**Data for this exercise:**
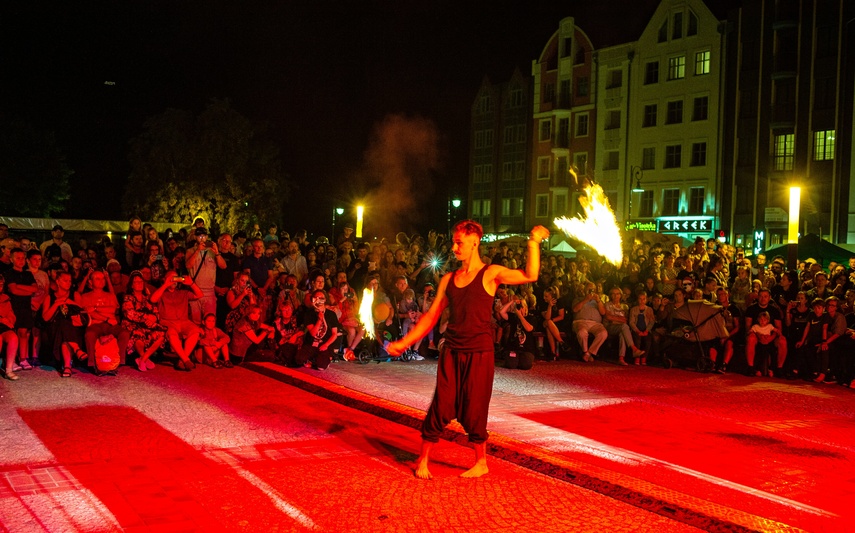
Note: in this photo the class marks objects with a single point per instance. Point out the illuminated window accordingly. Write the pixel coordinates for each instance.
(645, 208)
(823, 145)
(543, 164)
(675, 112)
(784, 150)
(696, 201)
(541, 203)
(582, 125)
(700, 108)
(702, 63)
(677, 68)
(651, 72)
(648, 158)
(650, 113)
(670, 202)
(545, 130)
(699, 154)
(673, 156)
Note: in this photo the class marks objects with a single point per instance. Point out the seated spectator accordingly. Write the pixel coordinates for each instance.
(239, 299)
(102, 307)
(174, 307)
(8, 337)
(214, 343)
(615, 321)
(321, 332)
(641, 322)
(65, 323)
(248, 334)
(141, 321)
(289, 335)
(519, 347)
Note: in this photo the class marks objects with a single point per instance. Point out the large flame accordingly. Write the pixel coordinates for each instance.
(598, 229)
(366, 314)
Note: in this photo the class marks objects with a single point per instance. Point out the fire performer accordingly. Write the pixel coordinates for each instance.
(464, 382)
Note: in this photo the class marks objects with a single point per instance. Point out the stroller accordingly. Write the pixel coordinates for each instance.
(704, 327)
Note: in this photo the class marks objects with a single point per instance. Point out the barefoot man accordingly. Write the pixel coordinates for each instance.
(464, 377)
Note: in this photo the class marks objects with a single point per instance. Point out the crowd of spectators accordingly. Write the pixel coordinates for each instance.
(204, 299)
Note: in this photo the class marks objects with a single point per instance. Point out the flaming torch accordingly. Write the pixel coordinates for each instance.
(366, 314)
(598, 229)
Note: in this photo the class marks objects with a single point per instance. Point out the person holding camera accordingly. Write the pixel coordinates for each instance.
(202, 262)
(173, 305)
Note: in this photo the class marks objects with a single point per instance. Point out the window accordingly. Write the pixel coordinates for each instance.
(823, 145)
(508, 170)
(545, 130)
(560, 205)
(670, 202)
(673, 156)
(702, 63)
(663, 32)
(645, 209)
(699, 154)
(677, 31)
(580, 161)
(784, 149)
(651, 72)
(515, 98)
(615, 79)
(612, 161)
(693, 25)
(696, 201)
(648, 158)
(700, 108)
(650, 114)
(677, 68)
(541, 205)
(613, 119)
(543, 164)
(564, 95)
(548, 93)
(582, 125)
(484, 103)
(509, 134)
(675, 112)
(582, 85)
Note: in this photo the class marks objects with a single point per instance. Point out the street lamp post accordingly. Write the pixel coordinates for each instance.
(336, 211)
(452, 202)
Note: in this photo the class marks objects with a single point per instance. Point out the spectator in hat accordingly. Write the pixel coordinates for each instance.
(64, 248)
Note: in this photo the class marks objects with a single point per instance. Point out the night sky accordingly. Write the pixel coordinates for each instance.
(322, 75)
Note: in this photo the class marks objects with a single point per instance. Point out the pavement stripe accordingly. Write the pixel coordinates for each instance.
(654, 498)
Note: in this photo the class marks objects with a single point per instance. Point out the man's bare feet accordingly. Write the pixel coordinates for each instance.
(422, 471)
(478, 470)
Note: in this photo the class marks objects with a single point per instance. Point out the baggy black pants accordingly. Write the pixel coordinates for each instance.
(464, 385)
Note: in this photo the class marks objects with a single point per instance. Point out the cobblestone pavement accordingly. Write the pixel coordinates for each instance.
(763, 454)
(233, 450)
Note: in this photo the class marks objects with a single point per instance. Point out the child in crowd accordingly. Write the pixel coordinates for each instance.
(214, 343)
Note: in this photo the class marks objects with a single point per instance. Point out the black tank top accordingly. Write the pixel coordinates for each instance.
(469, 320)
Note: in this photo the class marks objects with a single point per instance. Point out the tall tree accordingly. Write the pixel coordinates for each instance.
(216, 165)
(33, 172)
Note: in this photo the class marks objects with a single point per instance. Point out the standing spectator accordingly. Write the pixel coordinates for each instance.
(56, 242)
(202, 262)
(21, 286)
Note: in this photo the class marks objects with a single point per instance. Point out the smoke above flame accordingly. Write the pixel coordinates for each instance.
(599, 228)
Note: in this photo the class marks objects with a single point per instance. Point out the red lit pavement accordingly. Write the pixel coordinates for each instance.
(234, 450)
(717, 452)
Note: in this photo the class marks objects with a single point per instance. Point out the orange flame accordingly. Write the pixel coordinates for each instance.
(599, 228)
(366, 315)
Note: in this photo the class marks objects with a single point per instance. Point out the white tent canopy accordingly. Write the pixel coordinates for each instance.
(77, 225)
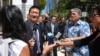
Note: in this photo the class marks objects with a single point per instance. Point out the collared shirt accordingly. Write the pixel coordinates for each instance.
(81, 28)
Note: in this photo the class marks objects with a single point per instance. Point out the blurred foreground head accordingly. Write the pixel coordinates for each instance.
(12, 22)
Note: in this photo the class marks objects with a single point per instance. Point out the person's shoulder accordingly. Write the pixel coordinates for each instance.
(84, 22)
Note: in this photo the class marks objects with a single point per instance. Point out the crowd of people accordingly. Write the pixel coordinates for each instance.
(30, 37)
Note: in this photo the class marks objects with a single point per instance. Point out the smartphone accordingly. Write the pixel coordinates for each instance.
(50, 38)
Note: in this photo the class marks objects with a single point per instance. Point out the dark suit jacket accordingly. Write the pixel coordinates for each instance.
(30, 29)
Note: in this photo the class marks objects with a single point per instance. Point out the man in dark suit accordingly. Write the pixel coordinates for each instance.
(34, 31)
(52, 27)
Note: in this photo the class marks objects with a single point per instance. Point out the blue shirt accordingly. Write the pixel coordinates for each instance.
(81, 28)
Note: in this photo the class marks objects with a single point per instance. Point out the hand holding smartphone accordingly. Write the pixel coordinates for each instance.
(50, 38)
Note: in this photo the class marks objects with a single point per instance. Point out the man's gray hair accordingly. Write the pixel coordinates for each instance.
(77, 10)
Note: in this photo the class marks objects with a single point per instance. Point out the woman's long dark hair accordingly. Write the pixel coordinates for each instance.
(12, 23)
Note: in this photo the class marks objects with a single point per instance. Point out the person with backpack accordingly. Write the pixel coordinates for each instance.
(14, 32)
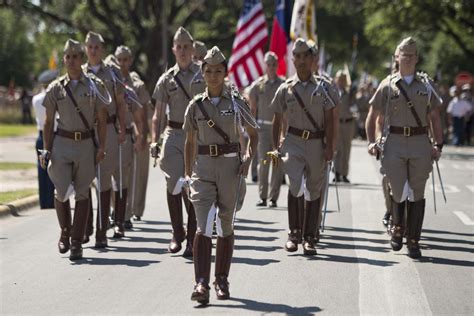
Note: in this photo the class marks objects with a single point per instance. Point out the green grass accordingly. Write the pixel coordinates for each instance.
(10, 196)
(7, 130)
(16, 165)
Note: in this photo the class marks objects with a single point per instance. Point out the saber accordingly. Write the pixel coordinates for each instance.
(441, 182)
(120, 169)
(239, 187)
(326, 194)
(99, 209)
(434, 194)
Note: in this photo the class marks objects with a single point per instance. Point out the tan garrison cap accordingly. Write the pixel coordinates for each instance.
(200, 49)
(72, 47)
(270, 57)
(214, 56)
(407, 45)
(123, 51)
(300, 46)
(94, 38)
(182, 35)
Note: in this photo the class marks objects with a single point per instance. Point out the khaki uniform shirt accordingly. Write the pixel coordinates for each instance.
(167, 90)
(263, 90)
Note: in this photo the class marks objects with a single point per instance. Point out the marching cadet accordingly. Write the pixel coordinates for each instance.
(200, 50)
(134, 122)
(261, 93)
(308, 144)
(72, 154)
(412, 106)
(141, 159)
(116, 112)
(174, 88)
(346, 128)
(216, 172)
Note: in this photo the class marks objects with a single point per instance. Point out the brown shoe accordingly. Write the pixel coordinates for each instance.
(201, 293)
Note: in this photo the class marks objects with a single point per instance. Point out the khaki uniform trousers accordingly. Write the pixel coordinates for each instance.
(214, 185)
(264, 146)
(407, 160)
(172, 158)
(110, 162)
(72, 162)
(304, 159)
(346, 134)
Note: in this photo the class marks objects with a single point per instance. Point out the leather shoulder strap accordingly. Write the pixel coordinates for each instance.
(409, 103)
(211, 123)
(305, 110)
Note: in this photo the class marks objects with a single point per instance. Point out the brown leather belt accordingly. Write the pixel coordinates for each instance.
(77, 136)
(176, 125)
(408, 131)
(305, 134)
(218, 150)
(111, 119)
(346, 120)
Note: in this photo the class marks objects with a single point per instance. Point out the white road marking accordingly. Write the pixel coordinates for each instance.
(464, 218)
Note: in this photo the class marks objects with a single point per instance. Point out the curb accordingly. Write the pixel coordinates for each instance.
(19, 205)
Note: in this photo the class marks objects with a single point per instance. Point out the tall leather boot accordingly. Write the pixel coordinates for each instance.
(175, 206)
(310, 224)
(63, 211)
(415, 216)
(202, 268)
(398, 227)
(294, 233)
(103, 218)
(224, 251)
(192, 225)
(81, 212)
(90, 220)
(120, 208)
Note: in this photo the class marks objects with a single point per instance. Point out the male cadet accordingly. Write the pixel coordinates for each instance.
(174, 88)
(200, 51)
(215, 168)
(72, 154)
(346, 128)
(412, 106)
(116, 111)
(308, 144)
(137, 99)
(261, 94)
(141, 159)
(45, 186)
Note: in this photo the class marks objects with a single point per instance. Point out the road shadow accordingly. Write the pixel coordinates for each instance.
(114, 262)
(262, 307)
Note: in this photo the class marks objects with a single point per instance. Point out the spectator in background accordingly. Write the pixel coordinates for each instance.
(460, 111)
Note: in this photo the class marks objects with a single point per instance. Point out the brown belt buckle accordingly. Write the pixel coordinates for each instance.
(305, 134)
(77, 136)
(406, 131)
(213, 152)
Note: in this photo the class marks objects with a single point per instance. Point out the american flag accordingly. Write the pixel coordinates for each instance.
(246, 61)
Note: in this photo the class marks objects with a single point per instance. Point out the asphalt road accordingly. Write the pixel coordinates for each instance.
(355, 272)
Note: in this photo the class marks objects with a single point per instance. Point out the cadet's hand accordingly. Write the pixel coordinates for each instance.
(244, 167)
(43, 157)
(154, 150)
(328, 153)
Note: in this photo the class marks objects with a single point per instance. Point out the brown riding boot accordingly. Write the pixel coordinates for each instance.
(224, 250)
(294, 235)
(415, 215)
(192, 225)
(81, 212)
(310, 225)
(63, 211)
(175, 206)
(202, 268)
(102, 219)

**Set task:**
Reproduce, word for word, every line starting at the line that contains "spectator in background" and ending with the final line of the entries.

**Exercise result:**
Note: in this photo the class marks objects with a single point per instance. Point out the spectator in background accordingly. Write the pixel coordinates for each instance.
(460, 111)
Note: in this photo the class marks objects with a single point per instance. Point out the brown belt buckle accordingly. Write the pixel coordinates for each instance.
(305, 134)
(77, 136)
(406, 131)
(213, 152)
Note: in this photo the class marks objects with a single point per instance. Point out the american flag accordingly. Write the pixel coordinates for each instance.
(246, 61)
Note: in this photo the class marks objects with a single point per instance. Point out the asphalt road accordingly. Write the pixel coordinates for each instance.
(355, 272)
Note: in this photo the class marks objects with a single point per instance. Point out the cadet's hand accordingly. Write the pixel coordinates for each instance.
(244, 167)
(43, 157)
(154, 150)
(328, 153)
Note: in this photo the class marks objects with a single point per instance. Point out the brown riding boot accordingly. Write the pixel coordinates for each instance.
(224, 250)
(294, 235)
(415, 215)
(192, 225)
(81, 212)
(310, 225)
(63, 211)
(175, 206)
(202, 268)
(102, 219)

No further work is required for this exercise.